DIRECTIONS ::
Add 61 to every number in the pixel coordinates and write the lines out again with the requests included. Begin at the line that has "Target: asphalt road" and stop after the last line of the items.

(Items from a dataset)
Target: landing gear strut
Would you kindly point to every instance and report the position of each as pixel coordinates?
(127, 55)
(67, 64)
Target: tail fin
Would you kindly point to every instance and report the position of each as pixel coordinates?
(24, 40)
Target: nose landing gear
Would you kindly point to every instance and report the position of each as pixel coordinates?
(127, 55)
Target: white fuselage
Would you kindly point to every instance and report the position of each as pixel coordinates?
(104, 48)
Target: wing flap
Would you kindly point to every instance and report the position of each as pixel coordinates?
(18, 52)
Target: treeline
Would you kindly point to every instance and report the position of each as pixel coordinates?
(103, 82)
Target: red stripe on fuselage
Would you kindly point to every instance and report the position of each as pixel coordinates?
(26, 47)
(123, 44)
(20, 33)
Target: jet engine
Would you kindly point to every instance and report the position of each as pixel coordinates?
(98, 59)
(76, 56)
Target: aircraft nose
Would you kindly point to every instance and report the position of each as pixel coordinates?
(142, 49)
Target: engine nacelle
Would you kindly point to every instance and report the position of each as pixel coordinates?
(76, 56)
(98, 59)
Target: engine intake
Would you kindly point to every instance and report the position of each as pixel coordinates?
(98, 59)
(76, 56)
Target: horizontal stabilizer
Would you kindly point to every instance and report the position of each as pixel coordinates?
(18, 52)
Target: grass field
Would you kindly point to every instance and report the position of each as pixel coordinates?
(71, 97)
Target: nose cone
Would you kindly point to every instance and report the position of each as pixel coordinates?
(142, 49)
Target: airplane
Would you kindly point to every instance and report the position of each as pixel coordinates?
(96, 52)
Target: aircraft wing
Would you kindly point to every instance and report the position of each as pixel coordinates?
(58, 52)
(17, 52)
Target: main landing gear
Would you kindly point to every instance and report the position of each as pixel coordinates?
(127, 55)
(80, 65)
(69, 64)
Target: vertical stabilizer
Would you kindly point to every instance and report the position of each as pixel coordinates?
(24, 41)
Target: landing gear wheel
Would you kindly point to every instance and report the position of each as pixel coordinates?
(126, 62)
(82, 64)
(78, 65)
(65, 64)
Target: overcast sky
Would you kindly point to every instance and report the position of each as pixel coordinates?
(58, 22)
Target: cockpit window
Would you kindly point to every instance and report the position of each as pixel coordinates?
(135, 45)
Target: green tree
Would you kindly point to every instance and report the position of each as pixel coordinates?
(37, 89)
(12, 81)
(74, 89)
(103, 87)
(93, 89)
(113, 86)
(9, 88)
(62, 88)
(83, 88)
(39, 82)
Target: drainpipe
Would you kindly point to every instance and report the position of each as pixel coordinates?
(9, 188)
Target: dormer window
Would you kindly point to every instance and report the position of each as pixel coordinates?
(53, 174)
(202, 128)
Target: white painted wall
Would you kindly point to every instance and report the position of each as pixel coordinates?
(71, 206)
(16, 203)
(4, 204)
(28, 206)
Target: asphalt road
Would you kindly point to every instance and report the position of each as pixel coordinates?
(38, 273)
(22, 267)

ANSWER TO THE EXERCISE ::
Target: asphalt road
Would you kindly point to every instance and report the position of each as pixel coordinates?
(99, 334)
(83, 328)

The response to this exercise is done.